— start —
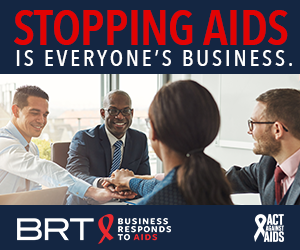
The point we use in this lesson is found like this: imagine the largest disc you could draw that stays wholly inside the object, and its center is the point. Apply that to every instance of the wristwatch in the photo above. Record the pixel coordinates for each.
(99, 183)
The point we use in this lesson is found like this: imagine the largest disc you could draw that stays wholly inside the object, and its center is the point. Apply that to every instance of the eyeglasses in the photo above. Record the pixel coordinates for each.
(250, 124)
(115, 112)
(147, 122)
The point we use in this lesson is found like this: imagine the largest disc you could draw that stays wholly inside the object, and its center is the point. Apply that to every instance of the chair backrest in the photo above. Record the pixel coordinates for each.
(59, 153)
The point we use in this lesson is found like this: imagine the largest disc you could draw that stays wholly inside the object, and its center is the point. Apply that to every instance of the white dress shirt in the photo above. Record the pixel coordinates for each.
(112, 140)
(23, 171)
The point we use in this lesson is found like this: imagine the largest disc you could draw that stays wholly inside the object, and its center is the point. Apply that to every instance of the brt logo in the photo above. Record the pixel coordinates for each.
(37, 232)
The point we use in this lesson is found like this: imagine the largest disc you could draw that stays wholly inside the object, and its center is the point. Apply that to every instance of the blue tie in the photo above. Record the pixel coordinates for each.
(117, 157)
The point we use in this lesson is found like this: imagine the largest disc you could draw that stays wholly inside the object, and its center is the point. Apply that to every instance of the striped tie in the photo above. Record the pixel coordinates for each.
(117, 157)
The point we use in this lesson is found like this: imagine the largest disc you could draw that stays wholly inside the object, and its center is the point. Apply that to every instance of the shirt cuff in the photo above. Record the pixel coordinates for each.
(79, 188)
(95, 182)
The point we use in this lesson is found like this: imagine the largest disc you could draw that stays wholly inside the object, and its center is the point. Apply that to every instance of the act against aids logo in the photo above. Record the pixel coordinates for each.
(270, 227)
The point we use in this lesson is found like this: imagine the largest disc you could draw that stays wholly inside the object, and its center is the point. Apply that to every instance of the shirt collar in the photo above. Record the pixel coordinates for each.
(291, 164)
(112, 139)
(15, 132)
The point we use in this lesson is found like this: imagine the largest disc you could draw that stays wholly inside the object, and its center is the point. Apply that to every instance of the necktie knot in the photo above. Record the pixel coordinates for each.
(278, 174)
(116, 157)
(118, 144)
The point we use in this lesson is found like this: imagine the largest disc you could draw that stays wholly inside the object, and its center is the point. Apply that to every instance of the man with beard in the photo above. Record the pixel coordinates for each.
(275, 127)
(98, 152)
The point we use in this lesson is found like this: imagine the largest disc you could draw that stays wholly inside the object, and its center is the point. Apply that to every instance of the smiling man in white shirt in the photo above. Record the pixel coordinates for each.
(21, 169)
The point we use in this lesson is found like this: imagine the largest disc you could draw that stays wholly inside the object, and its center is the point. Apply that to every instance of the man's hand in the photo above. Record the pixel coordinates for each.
(103, 195)
(120, 178)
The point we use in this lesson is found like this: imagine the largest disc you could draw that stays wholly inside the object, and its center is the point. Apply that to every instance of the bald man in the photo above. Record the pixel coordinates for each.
(97, 152)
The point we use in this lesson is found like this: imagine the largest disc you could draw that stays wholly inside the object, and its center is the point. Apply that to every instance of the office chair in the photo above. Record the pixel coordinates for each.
(59, 153)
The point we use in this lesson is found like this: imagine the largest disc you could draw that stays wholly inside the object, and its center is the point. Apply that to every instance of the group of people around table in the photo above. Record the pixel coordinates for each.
(111, 160)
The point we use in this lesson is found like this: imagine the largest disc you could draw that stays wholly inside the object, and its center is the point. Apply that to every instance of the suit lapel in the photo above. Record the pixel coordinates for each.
(269, 196)
(127, 150)
(295, 189)
(106, 147)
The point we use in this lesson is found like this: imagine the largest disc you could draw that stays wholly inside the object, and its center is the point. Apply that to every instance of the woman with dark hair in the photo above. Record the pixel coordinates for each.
(184, 119)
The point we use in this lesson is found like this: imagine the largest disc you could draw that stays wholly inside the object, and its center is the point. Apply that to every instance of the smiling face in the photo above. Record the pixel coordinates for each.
(265, 142)
(118, 124)
(31, 120)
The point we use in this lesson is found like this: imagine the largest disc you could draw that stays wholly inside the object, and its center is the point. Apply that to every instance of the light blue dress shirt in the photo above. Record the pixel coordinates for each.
(24, 171)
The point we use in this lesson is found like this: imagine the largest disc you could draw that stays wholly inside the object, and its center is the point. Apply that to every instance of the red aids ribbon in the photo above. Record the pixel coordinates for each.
(104, 230)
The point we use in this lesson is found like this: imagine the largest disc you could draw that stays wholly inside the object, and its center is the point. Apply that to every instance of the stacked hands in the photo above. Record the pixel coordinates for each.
(119, 181)
(115, 187)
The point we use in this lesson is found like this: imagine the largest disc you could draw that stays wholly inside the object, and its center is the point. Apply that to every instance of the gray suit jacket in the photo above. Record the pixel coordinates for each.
(259, 178)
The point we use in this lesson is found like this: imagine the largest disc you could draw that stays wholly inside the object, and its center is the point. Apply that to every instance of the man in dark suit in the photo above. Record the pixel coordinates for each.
(275, 127)
(95, 153)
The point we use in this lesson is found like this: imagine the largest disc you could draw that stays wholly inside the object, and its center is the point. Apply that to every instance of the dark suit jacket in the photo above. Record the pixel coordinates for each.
— end —
| What you need to do |
Without the pictures, transcribe the listing above exactly.

| Exercise result |
The point we use in this lesson is found like this: imagine the largest disc you could draw that stays wholly inside the object, and its center is the point. Apply that to every instance of the wristwatch in the photo above. Record the pixel coordinates for each.
(99, 183)
The point we use in this lesson is found like this: imagine the largest disc you could draw that stays wholly inside the object, and its center is the point. Apply that to every instance of the eyeglasses in the photo above. Record the pixel coordinates for each.
(250, 124)
(115, 112)
(147, 122)
The point we use in this lesson is found like this: imagine the largest disc you could draw that stays wholly inside the object, and its center is the point. Apply that to every instance of the chair backrest in the photo above. Record the pixel coordinates for each.
(59, 153)
The point we use in this lesson is found like this: imagine the largest disc you could draw that stays wholly inside the object, and its center is the point. Apply that to every instance of the white dress shirt in the photo above. Record the pixel coordinates for each.
(112, 140)
(23, 171)
The point we use in this lesson is found like this: imagine the largest disc you could draw that stays wholly inside the object, and its center is the point. Apply that to every instance of the brt logo in the photo above. Record the pixel coordinates for each.
(37, 232)
The point we use in this lesson is found like this: imagine the largest disc you could draw that stays wholly inside the object, and its center is the point. Apply that to every instance of the blue tie in the photo above. Record the pixel coordinates for each.
(117, 157)
The point we use in this lesson is found like this: imagine the largest disc you could draw that stays wholly inside the object, and its center is the point. Apply that to every instance of the striped tie in the photo above. Record the pixel coordinates for each.
(117, 157)
The point we use in this lesson is found like this: imagine the largest disc you could draw that stays wholly inside the object, and its center is the point. Apply that to every instance of the shirt cuff in the photo above. Record the pixel coordinates for each.
(79, 188)
(95, 182)
The point we use in this lesson is found like this: imagine the largest disc you could draw that stays wholly inside the object, and its center is the point. Apply that to every instance of the act against aids logo in the photo above. Record the pixel coordinates for each.
(270, 227)
The point we use in this lesson is found like this: imagine the largest disc you could draw that stays wholly inside the object, and its center is the point. Apply that to every instance of the shirt collar in the photo above. Record the pixel coordinates for each.
(291, 164)
(112, 139)
(15, 132)
The point we use in this lesson is found like this: imagine the largest disc you could draw that stays wholly inside the object, and its center is the point. Apply that to every instance of the necktie knot in the photo above. Record the pixel coordinates for each.
(278, 174)
(116, 157)
(118, 144)
The point we use in this lesson is found like this: imagine the largest disc you could draw that stays wholly inside the object, and its center is the point. Apply that to every instance of the man with beard in the photo above. Record the pixel coordinates for each.
(275, 127)
(98, 152)
The point we use in this lesson is found like this: imagine the largest disc you could draw that stays wholly inside the object, and its center is the point. Apply that to every instance of the smiling man in white shirt in the photo above. Record the pixel coordinates for each.
(21, 169)
The point we use in this lesson is found like this: imagine the largest disc you could draw that stays wholly inside the object, and its center is the point. Apply that to every instance of the man's hand in the photo above. Record the pixel coordinates for each.
(103, 195)
(120, 178)
The point we use in this lesson is found like this: imagine the largest disc you could draw that stays wholly inside the object, and its center is the point. Apply that to every instance of the bald man in the photo above. Record the pixel coordinates for each.
(97, 152)
The point we use in this lesson is found like this: imagine the largest disc you could draw that stays wholly inside the object, and its center is the point. Apply that to every instance of the office chair in the photo above. Record the pixel coordinates for each.
(59, 153)
The point we use in this lesson is found like this: imagine the largest disc you could draw that stays wholly inside the object, and its center is the point. Apply that to every instance of the group of people around table in the photo above. Record the pixel coordinates for each.
(111, 160)
The point we use in this lesson is found like this: imagine the largest disc you could draw that stays wholly inside the object, and its center is the point. Apply that to every instance of the suit lapel in the photo above. Record the pixel coordinates for each.
(269, 196)
(127, 150)
(295, 189)
(106, 147)
The point we use in this lesson is found like this: imagine the largest disc you could draw that stays wholly inside the object, and its center is the point. Apply that to every instance of the woman with dark hair in the photo above. Record the pixel coordinates for each.
(184, 119)
The point we use in this lesson is found like this: imagine the largest disc you could draw that stays wholly inside the object, and its center is the point. Apply that to every instance of the smiling face in the photo above. Record the pixel coordinates for each.
(265, 142)
(118, 124)
(31, 120)
The point we use in this lesson is found like this: imagine the largest disc you could draw that stays wholly inside the object, and its center is the point. Apply that to every instance of the light blue dress shirt in the photo above. Record the pixel coordinates for each.
(24, 171)
The point we use in this lesson is found like this: imagine the largest disc you could draw that stays wholly inside the object, and its center is the point. Apply that to every instance of the red aids ribbon in the photo above. Record the pixel coordinates for each.
(104, 230)
The point we use in this lesson is found like this: imagine the largest disc you could draw that stays wholly inside the object, and its center is the point. Apply that to every instance of the stacked hands in the photo above. Record the pixel coordinates for each.
(119, 181)
(115, 187)
The point we use in this lesson is found like this: imagine the largest disc you could draw that stays wholly inside the object, and its center is the point. Apply that to every instance of the gray suit jacket in the photo above. Record the pixel coordinates for each.
(259, 178)
The point we use in this lesson is found like this: imagine the largest disc you could draw that stays wholly inside the object, and its center is the point. Apply that to every instance of the man in dark suit in the photo above. Record the pixel coordinates for each.
(275, 127)
(95, 153)
The point we use in this lesson is found like this: imagine the largest disc you could draw that stays wholly inside the object, and its center is the point. Apply that to every instance of the dark suit jacket in the photo above. Record the pixel coordinates for each.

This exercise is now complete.